*** Sayfa Alıntısı
Müzakerelere yakın AB diplomatlarına göre, görüşmeler sırasında “kırmızı çizgiler” yoktu ve tüm üye devletler Avrupa'yı Birleştirme Aracı'nın enerji mimarisini destekledi, sadece Macaristan çekimser kaldı.
Portekiz'in Enerjiden Sorumlu Devlet Bakanı Jean Barroca, CEF'in özellikle Portekiz için önemli olduğunu vurgulayarak, "(Portekiz'in) 2030 yılına kadar yüzde 15 elektrik enterkoneksiyonu hedefine ulaşmak ve İber Yarımadası'nın enerji piyasasına tam entegrasyonunu sağlamak için gerekli altyapı projelerinin yanı sıra arz güvenliği ve enerji depolama gibi sistemimizdeki yapısal sorunları finanse etmesine olanak tanıyor," ifadelerini kullandı.
Fransa'nın AB nezdindeki daimi temsilci yardımcısı Cyril Piquemal, Komisyon'un CEF kapsamında teknolojik tarafsızlık imtiyazını memnuniyetle karşıladığını, yani üye devletlerin altyapı gelişimini planlarken kendi yöntemlerini ve güç kaynaklarını seçebileceklerini belirtti.
Piquemal ayrıca, İspanya ve Portekiz ile sınır ötesi enerji altyapısına yatırım yapmayı uzun süredir reddeden Fransa için kilit bir konu olan iç ağları güçlendirirken sistem genelindeki tüm maliyetleri hesaba katan "küresel bir yaklaşımın" önemini vurguladı.
AB Komisyonu’nun bir sonraki çok yıllı bütçeye ilişkin önerisi, enerji projeleri için 2021–2027 döneminde ayrılan 5,8 milyar euronun çok üzerinde bir kaynağı öngörüyor. Buna göre, söz konusu alana 29,9 milyar euro tahsis edilmesi planlanıyor.
Bu artış, AB’nin temiz enerji taşımaya uygun yeni altyapıları yenileyerek ya da inşa ederek enerji dayanıklılığını güçlendirme hedefinin bir parçası. Aynı zamanda, Birliğin 2050’ye kadar iklim nötrlüğüne ulaşma hedefi doğrultusunda atılmış önemli bir adım olarak değerlendiriliyor.
******
*** Veri Kesiti
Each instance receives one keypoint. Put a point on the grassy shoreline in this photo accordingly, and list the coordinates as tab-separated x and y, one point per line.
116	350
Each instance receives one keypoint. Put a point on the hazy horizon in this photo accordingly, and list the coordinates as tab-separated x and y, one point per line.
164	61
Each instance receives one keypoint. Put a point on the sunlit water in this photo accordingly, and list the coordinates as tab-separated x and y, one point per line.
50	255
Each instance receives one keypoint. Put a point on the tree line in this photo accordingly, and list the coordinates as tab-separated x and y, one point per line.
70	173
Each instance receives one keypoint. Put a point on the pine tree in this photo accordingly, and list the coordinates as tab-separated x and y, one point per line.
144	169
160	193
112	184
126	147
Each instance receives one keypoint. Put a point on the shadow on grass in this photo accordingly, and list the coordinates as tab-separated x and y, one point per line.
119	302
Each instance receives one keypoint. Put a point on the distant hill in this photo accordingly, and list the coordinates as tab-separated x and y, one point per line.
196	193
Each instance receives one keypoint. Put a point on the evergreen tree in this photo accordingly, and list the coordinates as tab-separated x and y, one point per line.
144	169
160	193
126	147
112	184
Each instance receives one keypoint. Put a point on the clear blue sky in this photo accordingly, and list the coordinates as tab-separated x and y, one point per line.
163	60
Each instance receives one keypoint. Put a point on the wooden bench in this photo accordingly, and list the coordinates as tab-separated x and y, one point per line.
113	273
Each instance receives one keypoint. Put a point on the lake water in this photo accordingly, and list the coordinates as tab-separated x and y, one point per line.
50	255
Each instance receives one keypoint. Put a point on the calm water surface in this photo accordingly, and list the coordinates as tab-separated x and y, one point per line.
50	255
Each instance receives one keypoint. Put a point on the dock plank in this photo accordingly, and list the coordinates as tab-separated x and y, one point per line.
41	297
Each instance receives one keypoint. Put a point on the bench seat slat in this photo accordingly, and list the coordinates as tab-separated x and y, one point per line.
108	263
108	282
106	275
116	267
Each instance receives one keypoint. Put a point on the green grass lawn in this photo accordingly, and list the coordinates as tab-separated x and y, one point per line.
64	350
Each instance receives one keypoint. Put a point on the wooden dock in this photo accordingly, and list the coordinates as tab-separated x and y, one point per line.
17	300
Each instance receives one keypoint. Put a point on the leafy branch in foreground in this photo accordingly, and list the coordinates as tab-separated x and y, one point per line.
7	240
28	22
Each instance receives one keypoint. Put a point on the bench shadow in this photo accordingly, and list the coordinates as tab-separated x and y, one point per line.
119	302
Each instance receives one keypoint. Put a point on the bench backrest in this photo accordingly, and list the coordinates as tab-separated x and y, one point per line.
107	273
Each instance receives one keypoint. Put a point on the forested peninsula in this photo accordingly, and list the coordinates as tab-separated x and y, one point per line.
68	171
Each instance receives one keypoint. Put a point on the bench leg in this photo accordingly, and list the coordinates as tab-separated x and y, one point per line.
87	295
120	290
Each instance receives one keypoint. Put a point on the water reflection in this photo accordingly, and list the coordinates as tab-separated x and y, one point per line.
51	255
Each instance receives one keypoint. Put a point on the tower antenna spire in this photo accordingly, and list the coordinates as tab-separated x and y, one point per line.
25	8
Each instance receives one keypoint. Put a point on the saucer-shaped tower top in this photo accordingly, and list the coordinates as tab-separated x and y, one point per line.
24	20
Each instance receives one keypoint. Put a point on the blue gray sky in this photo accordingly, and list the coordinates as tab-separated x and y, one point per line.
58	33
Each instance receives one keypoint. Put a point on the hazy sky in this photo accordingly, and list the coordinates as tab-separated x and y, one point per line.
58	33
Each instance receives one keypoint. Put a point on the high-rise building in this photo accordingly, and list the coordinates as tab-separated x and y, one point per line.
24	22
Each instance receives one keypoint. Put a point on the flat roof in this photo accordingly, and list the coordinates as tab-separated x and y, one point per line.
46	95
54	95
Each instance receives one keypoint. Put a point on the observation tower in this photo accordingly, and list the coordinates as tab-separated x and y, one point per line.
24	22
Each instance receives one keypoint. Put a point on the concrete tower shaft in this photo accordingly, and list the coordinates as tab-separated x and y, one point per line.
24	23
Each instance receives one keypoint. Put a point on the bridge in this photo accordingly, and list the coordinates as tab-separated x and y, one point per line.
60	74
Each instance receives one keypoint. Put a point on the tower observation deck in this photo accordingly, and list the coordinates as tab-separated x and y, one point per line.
******
**Görev Amacı**
Lütfen sayfa alıntısında adı geçen bütün ülkeleri metindeki sıralarıyla yazın. Satırlar bu çalışmada hiçbir rol oynamıyor.

**Yazılı Yanıt**
Macaristan, Portekiz, Fransa, İspanya